*** Data supplied Section Begins ***

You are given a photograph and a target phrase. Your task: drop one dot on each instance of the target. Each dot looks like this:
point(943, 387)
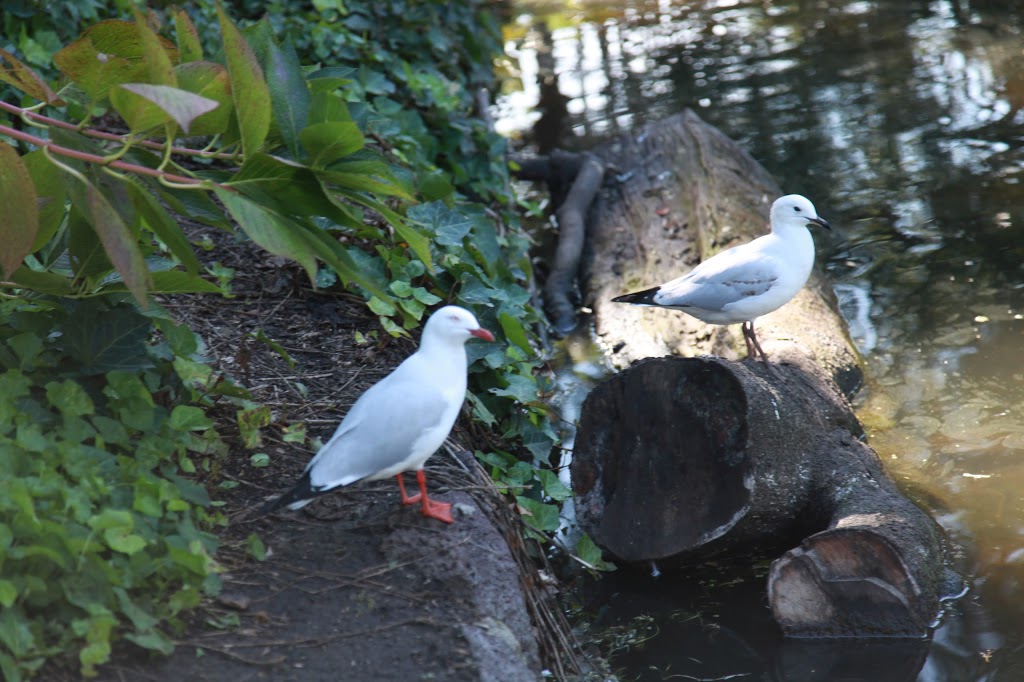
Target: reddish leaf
point(20, 219)
point(22, 77)
point(249, 88)
point(108, 54)
point(119, 242)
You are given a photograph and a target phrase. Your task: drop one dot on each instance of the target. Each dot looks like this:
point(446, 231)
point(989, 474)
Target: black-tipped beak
point(821, 222)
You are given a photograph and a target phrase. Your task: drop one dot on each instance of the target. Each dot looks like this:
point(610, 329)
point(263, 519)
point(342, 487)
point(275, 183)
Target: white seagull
point(400, 421)
point(748, 281)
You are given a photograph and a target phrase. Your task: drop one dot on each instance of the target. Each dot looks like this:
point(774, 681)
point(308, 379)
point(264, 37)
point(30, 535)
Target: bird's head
point(795, 211)
point(455, 324)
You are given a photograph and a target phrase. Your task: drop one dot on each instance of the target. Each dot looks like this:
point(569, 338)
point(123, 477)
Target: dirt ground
point(355, 587)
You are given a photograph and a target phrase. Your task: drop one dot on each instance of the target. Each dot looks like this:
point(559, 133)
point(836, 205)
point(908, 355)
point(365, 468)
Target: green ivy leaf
point(70, 398)
point(8, 593)
point(591, 553)
point(101, 340)
point(144, 105)
point(553, 486)
point(539, 515)
point(289, 93)
point(189, 418)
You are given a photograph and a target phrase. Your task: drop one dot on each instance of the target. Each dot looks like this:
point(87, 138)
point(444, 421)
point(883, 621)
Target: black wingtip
point(638, 298)
point(302, 491)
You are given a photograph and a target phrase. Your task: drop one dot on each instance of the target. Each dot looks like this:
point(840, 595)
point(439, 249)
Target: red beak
point(482, 333)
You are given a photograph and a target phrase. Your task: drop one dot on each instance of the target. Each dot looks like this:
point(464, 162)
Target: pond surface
point(901, 121)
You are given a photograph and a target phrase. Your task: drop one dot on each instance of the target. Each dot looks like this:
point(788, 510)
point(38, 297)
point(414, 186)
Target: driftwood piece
point(686, 192)
point(561, 283)
point(677, 459)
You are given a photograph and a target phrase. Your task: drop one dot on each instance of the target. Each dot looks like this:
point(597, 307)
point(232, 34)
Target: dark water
point(901, 121)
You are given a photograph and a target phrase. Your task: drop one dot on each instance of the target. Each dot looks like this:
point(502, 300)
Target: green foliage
point(100, 535)
point(369, 167)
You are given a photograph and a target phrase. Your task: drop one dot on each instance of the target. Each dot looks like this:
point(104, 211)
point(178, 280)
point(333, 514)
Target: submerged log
point(677, 459)
point(680, 459)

*** Data supplied Section Ends ***

The lines above from the one containing "point(264, 37)" through the one containing "point(444, 421)" are to be set down exactly, and no others.

▸ **Response to the task**:
point(264, 37)
point(30, 535)
Target: bird's head
point(795, 211)
point(455, 324)
You are given a photograph and a target phrase. Your task: drop one dot on each instance of the target. Each dot looks like this:
point(569, 338)
point(123, 477)
Target: dirt ground
point(355, 587)
You are given a photograph and a target phrase. Your task: drop one dot on each instance of the target. Each dot looks like this:
point(559, 133)
point(836, 205)
point(908, 355)
point(365, 468)
Target: green ivy leaf
point(70, 398)
point(8, 593)
point(591, 553)
point(101, 340)
point(144, 105)
point(553, 486)
point(539, 515)
point(289, 93)
point(189, 418)
You are given a photograph and a target phrase. Your task: drop one dot on each instance of the target. Each dot looks like this:
point(87, 138)
point(444, 421)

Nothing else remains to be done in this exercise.